● **Region annotation entries**
# # # # # # #
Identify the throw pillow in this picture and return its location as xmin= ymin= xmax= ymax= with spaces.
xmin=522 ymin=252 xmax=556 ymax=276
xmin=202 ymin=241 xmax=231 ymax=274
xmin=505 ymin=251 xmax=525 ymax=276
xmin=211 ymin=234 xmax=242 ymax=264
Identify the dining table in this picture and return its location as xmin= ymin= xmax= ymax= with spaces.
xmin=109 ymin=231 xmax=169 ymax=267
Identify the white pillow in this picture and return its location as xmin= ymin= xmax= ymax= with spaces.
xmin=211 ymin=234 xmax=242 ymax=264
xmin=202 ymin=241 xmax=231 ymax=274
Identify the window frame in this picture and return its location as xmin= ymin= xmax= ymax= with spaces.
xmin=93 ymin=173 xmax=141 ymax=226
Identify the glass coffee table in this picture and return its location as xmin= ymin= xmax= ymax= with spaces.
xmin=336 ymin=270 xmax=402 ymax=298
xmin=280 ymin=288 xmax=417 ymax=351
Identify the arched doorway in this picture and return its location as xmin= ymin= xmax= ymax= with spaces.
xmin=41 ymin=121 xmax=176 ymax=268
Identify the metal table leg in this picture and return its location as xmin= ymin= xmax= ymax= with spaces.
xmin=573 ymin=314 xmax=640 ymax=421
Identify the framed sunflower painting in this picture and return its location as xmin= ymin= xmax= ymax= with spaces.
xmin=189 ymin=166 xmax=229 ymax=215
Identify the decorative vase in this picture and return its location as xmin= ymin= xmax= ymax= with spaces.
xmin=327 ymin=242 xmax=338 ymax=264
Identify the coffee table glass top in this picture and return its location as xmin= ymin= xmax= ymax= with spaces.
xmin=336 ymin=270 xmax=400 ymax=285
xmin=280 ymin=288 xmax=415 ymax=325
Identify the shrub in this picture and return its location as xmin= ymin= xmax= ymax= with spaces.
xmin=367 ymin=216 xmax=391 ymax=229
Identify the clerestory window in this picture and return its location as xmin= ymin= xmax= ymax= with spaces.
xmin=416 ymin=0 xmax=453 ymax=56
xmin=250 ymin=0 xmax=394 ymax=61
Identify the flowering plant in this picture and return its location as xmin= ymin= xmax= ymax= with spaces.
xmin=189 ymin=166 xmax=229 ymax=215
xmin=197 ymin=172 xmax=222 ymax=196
# # # # # # #
● **WORK REQUIRED**
Please format everything from the line containing "Identify the metal" down to the line containing "xmin=573 ymin=314 xmax=640 ymax=421" as a two-column CSV with the headers ask and response. Put each ask and its response on one row, each in its own quoted field, with any line breaks turned into spaces.

● **COMPLETED TASK**
ask,response
"Identify the metal table leg in this picture and return its location as xmin= ymin= xmax= ymax= with spaces.","xmin=573 ymin=314 xmax=640 ymax=421"